[Saved entries]
---
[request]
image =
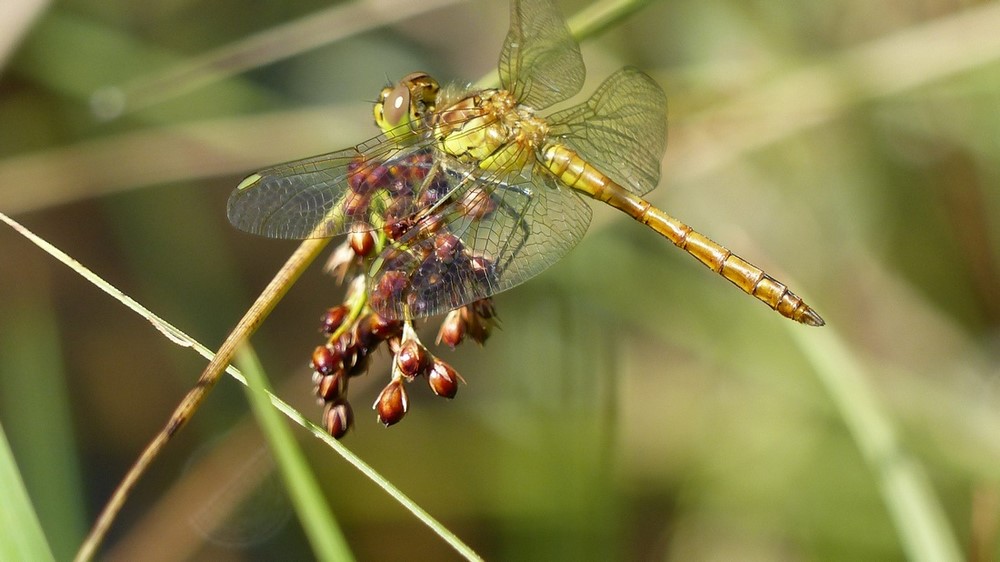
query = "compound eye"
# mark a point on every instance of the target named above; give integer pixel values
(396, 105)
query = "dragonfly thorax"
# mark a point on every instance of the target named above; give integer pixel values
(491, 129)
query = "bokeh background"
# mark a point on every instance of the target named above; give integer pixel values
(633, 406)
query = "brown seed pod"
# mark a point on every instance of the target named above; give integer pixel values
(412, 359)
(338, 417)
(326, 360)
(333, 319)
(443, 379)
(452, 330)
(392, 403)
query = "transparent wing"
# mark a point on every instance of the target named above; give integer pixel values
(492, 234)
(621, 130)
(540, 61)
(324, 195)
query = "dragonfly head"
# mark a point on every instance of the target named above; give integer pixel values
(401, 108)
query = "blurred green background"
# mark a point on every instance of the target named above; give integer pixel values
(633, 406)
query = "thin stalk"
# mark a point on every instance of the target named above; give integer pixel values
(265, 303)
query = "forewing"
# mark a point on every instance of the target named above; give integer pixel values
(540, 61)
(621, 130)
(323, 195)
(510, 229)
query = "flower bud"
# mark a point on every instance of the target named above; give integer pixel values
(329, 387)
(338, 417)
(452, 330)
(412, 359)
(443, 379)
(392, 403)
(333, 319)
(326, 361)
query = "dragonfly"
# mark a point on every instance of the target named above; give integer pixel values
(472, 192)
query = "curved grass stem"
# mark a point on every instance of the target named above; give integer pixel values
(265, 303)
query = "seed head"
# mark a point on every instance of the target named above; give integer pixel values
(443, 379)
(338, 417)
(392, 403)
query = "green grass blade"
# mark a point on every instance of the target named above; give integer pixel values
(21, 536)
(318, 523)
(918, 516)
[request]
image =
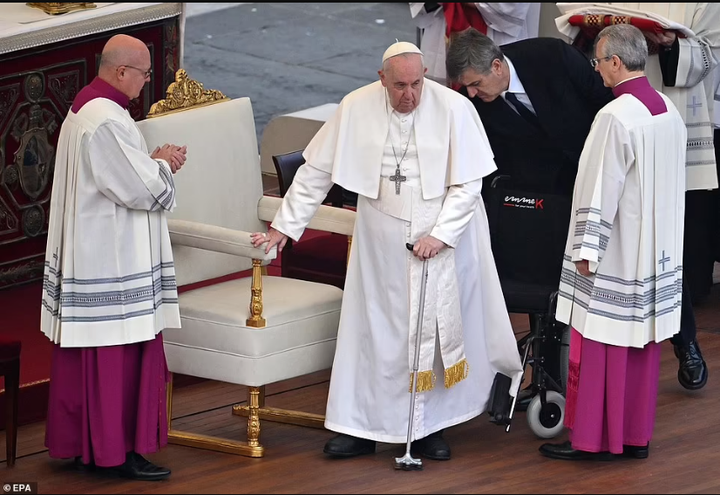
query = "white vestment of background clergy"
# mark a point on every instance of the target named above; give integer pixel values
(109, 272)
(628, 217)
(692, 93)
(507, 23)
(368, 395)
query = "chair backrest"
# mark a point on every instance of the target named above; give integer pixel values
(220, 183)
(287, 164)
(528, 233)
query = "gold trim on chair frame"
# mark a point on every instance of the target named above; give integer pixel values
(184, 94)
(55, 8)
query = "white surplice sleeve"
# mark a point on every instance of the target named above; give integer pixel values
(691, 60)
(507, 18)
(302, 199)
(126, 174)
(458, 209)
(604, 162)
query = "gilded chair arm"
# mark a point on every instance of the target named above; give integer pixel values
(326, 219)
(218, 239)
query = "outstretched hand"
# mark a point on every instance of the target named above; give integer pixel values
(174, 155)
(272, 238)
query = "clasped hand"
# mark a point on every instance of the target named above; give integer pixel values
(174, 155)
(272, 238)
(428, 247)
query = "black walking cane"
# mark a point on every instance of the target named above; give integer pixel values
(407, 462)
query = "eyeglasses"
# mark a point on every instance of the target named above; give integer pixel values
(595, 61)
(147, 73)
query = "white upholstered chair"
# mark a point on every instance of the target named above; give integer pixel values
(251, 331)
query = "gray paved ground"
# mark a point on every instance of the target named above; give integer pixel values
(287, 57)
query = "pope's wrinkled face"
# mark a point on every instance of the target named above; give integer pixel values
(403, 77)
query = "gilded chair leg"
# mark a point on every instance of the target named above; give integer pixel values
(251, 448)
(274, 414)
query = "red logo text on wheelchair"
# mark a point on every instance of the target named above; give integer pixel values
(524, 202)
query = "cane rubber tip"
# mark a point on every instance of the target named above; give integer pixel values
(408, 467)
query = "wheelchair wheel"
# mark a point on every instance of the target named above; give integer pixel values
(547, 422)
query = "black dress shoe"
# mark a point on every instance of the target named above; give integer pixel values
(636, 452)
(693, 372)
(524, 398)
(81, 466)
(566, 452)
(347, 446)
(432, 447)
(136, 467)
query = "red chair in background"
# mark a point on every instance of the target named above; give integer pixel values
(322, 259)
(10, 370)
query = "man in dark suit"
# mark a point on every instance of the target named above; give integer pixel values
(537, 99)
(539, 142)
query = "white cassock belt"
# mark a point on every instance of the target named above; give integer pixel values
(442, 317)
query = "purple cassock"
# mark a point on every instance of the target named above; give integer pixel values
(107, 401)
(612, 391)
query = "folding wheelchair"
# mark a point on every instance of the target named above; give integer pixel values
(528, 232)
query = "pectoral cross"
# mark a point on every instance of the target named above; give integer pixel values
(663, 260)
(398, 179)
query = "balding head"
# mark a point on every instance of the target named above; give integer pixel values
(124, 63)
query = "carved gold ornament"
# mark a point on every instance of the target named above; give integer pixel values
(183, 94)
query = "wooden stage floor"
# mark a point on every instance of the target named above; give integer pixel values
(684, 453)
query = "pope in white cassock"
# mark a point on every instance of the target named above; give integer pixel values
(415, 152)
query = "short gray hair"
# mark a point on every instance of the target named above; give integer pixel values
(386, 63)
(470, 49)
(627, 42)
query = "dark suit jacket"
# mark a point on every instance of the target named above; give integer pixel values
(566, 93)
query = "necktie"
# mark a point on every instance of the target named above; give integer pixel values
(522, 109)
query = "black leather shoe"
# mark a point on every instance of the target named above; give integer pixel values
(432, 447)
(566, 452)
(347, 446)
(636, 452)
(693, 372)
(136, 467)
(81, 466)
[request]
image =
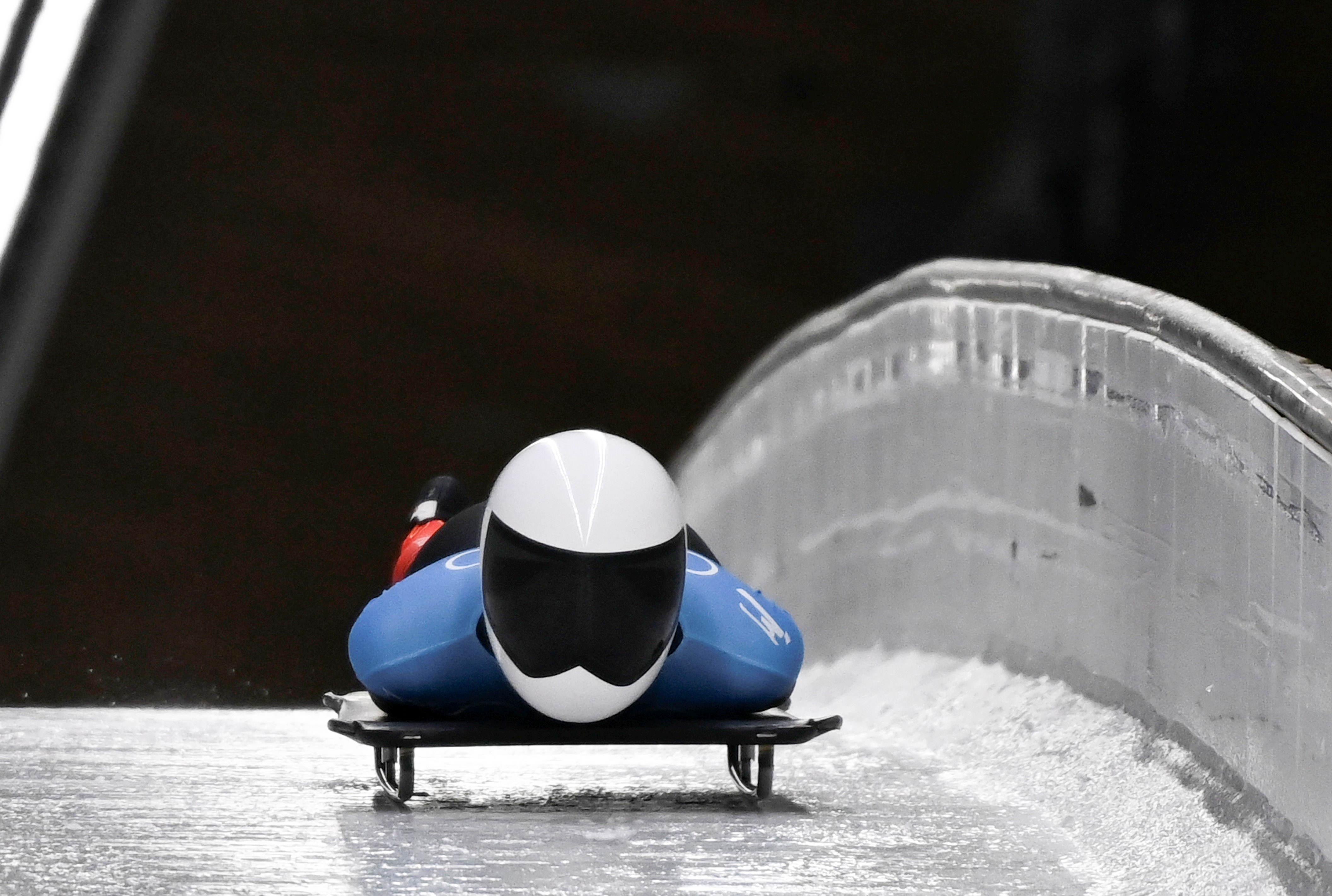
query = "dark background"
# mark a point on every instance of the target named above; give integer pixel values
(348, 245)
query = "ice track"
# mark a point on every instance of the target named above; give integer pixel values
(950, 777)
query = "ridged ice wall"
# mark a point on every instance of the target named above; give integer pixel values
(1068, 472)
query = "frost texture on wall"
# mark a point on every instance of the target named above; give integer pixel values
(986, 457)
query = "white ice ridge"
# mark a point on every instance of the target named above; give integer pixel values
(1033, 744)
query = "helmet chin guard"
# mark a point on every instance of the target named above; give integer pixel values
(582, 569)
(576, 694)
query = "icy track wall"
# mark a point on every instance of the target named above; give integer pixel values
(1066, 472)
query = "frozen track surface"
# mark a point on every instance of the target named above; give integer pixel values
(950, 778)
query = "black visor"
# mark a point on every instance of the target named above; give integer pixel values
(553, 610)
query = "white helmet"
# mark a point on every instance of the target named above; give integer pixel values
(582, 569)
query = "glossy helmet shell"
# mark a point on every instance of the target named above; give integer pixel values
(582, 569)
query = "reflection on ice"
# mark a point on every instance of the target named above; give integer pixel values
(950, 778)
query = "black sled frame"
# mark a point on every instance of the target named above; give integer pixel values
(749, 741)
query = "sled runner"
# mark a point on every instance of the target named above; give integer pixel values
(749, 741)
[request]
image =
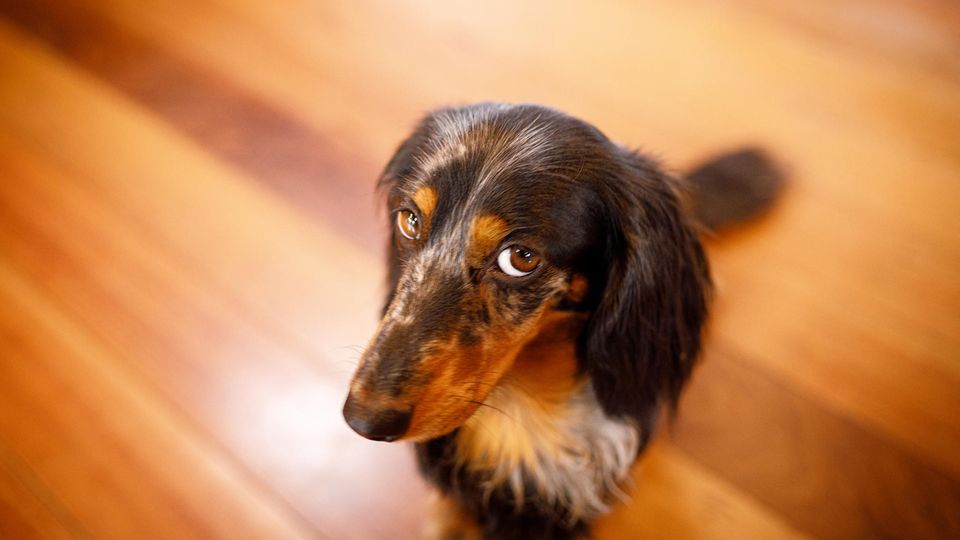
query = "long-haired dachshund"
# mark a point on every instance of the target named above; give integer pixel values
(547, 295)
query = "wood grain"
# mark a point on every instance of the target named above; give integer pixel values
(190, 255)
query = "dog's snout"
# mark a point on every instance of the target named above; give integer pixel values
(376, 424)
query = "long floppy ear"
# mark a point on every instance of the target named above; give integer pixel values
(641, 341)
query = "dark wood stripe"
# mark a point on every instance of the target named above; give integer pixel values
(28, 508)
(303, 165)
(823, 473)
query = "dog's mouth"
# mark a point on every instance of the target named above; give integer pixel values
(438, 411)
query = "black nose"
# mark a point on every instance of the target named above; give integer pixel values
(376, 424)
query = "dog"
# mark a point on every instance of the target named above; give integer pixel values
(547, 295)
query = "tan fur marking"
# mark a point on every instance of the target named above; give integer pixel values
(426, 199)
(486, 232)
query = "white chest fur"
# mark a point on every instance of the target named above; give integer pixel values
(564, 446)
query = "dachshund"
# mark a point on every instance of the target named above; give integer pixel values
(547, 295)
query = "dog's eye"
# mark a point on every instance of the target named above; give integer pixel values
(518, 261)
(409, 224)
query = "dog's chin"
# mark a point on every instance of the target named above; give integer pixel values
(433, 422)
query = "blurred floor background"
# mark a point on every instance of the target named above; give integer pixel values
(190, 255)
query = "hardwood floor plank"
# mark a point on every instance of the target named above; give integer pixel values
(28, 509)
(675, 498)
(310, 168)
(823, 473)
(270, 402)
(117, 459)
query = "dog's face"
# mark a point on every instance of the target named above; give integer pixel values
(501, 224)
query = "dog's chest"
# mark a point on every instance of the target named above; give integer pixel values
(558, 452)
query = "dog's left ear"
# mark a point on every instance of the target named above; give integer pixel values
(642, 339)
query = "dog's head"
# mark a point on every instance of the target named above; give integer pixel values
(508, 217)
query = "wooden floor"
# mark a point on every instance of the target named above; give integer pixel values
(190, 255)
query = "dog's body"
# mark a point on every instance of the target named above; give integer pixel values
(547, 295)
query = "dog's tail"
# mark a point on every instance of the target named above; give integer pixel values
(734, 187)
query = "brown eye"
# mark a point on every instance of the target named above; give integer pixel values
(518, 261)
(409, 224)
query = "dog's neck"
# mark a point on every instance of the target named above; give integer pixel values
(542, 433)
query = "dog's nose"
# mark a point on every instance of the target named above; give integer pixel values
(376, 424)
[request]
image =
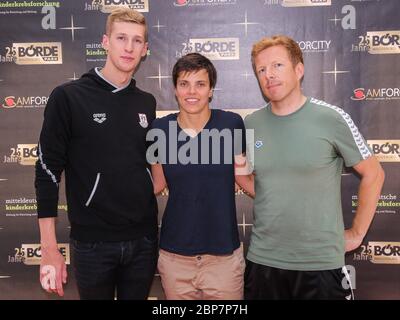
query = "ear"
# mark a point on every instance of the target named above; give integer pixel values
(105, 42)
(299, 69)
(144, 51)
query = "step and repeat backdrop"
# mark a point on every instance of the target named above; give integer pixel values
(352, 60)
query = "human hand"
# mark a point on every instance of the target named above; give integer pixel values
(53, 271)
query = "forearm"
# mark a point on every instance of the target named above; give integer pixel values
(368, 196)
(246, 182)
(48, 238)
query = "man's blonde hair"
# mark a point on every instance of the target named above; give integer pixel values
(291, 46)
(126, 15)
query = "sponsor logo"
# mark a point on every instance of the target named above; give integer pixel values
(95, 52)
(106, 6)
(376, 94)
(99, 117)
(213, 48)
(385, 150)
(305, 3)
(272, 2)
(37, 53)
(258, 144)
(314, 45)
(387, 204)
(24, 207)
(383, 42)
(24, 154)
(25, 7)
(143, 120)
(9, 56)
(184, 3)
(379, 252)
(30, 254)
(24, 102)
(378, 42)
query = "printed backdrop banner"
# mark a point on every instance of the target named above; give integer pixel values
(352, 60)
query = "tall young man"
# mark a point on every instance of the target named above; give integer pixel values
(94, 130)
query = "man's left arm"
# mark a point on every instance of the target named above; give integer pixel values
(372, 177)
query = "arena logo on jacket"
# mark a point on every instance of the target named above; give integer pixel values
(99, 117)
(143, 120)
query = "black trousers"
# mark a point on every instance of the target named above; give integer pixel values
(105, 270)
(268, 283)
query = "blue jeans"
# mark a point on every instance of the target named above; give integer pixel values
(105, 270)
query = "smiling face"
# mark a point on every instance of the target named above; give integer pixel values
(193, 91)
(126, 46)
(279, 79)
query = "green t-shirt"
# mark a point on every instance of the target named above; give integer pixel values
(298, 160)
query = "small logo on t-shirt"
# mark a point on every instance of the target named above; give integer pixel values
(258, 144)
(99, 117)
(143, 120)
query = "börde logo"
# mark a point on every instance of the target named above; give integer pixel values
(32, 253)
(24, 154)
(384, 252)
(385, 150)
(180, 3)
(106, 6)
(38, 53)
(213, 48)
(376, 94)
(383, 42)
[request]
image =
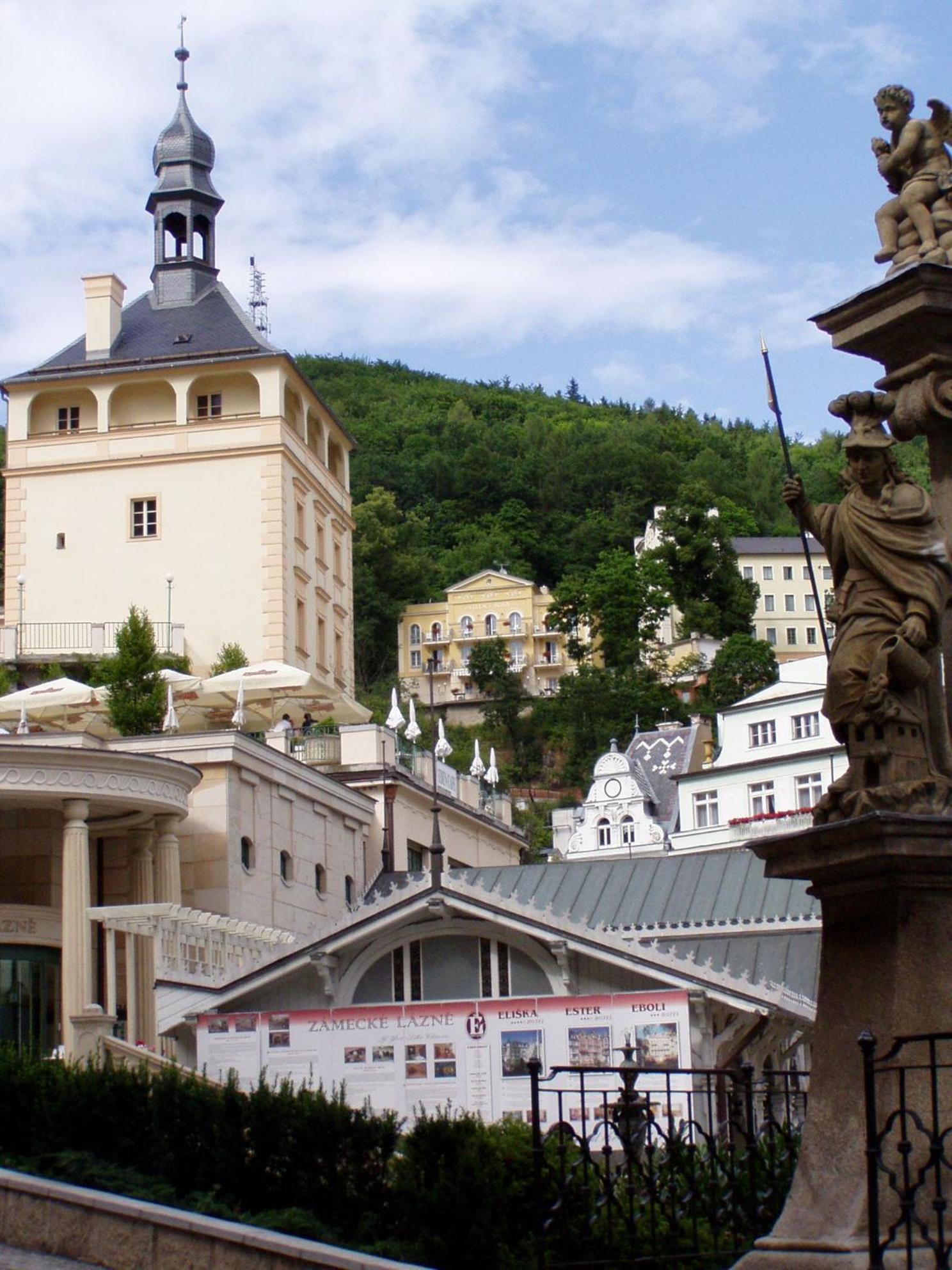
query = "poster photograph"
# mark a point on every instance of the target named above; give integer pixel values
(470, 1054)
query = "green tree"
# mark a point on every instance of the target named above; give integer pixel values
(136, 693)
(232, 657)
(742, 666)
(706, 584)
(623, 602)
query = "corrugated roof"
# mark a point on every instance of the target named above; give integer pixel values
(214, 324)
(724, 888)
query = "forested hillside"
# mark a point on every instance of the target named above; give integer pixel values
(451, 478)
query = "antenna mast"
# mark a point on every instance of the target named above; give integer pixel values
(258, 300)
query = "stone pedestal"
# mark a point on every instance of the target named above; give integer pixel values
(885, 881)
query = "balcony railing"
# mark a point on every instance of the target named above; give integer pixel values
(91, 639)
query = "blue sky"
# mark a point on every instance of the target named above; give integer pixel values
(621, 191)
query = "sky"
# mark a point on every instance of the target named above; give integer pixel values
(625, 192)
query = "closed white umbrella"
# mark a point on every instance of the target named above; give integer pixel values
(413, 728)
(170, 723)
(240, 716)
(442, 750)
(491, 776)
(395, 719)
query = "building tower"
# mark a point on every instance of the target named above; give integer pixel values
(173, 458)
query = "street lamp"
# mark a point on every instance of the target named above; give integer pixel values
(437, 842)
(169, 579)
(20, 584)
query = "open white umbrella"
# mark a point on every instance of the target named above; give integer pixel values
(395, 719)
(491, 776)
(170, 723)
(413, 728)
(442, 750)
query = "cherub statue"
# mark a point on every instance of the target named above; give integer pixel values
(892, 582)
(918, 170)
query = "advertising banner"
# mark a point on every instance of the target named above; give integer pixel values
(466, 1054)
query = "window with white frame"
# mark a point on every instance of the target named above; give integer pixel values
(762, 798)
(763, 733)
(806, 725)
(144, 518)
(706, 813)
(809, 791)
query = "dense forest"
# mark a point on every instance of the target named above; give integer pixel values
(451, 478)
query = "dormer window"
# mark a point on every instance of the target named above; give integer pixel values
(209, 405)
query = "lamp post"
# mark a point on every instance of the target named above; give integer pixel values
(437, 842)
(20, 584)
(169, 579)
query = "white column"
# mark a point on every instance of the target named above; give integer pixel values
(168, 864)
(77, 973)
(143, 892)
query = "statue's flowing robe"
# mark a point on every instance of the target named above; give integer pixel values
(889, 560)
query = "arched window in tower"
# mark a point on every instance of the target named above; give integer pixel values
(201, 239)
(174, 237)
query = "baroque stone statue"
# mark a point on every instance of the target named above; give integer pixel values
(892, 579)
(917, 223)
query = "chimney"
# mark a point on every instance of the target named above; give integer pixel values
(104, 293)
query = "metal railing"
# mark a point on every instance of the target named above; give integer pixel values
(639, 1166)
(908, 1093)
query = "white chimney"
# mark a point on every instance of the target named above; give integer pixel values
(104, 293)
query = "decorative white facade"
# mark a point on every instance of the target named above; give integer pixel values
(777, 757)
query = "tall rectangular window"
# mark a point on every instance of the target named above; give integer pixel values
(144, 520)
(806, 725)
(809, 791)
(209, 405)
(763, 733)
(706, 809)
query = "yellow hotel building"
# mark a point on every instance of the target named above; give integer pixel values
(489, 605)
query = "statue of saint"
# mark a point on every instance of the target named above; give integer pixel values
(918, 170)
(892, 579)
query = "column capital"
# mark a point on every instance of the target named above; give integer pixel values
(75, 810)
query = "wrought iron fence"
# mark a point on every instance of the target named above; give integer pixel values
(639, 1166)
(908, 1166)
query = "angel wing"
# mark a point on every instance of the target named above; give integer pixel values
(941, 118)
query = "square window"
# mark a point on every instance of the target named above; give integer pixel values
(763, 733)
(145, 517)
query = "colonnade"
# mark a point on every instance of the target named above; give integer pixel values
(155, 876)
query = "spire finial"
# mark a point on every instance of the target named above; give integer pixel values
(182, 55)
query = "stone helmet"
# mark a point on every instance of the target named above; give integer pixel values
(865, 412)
---
DESCRIPTION OF THE TASK: Take each line above that contains "brown" and copy it out.

EXERCISE OUTPUT:
query = "brown seed pod"
query = "brown eye"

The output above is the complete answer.